- **TO BE DONE**:
Rewrite only the rows from the line containing "Task: indicate the jack" through the end of the rows, replacing every "indicate" with "mark" and leaving everything else unchanged.

- **Excerpts from point annotation data**:

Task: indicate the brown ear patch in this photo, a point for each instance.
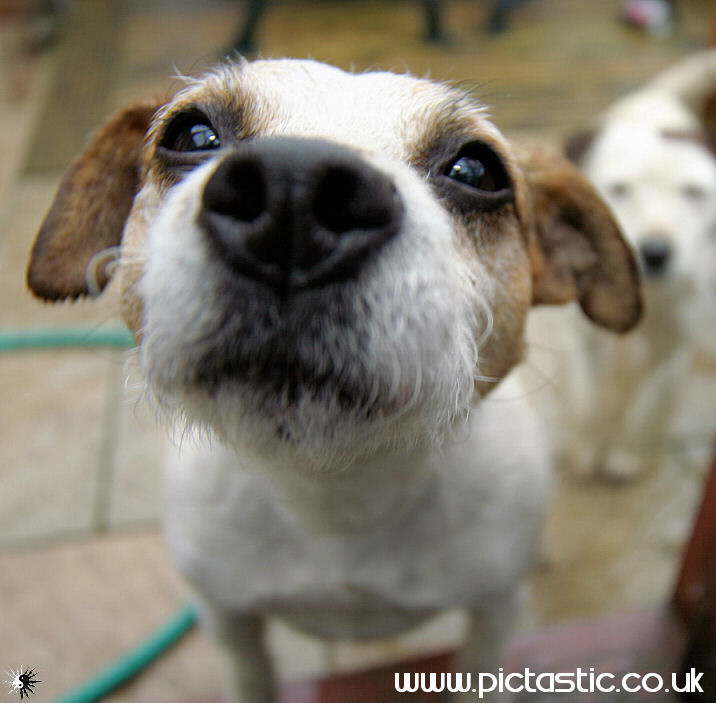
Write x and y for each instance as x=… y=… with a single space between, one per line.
x=90 y=208
x=581 y=253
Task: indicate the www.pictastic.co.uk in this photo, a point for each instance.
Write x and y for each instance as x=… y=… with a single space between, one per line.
x=578 y=681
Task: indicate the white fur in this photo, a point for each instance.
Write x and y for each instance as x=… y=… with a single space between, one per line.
x=664 y=186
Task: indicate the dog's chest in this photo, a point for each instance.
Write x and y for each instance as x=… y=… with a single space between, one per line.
x=465 y=529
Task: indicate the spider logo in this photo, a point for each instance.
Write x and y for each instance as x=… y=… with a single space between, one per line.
x=23 y=681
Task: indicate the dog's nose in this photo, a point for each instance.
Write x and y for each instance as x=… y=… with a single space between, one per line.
x=655 y=253
x=298 y=213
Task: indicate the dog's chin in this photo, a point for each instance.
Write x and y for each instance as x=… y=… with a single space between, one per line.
x=311 y=391
x=322 y=428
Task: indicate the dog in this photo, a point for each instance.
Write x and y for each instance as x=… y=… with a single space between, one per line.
x=326 y=273
x=651 y=157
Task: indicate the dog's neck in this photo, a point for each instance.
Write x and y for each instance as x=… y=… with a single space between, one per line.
x=368 y=495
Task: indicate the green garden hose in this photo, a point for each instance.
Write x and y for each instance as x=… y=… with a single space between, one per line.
x=130 y=664
x=118 y=337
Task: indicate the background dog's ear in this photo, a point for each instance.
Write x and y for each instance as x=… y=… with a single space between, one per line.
x=580 y=253
x=90 y=208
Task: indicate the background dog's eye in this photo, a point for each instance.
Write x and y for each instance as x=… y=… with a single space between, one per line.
x=479 y=167
x=693 y=192
x=191 y=131
x=619 y=189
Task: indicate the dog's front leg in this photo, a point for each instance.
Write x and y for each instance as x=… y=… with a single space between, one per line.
x=249 y=670
x=483 y=652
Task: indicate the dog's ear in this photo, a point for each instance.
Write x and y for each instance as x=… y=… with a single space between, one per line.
x=90 y=208
x=578 y=251
x=576 y=146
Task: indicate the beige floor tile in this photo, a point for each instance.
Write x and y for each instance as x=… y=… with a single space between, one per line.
x=298 y=657
x=52 y=425
x=71 y=609
x=438 y=634
x=134 y=490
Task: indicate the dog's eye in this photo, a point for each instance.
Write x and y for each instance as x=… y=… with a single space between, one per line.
x=694 y=193
x=479 y=171
x=191 y=131
x=619 y=189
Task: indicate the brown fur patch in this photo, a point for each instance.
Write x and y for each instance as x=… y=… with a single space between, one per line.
x=90 y=207
x=581 y=254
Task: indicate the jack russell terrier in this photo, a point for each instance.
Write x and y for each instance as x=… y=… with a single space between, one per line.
x=651 y=157
x=326 y=273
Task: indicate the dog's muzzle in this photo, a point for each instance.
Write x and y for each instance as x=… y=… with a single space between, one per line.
x=298 y=213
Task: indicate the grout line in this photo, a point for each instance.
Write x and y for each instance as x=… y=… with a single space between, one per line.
x=73 y=537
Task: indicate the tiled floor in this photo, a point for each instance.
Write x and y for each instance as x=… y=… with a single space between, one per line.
x=83 y=573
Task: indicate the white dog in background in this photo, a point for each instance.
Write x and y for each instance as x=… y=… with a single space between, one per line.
x=651 y=158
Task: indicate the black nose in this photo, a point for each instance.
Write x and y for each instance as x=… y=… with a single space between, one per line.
x=655 y=253
x=298 y=213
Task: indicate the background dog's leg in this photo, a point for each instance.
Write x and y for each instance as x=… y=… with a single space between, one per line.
x=490 y=625
x=249 y=668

- **ANSWER TO THIS EXERCISE**:
Task: mark the jack russell terrier in this photo, a point for each instance.
Write x and y for each instance as x=… y=… with a single space between, one per line.
x=651 y=157
x=326 y=273
Task: mark the dog's muzzle in this photo, a point for each instance.
Write x and y for each instance as x=… y=… with a single space between, one per line.
x=298 y=213
Task: mark the grout line in this photo, a point for each instance.
Write x and y for each instance as x=… y=… with a single space between, one per line.
x=73 y=537
Task: mark the tiled floor in this photo, a point for each instance.
Write x and y for each instance as x=… y=… with a single space between, one per line.
x=83 y=573
Task: mark the white dog in background in this photo, a point for each instance.
Write x and y for each instance as x=… y=… with a single space between, one per line.
x=651 y=158
Task: mark the black nose in this photo, a point for each instance.
Write x and y for each instance as x=… y=… with a single space between, one per line.
x=655 y=253
x=298 y=213
Task: mark the background dog's leg in this photo, a point for each instance.
Write x and y for each instance as x=… y=… with a single space between, one per line.
x=490 y=625
x=249 y=668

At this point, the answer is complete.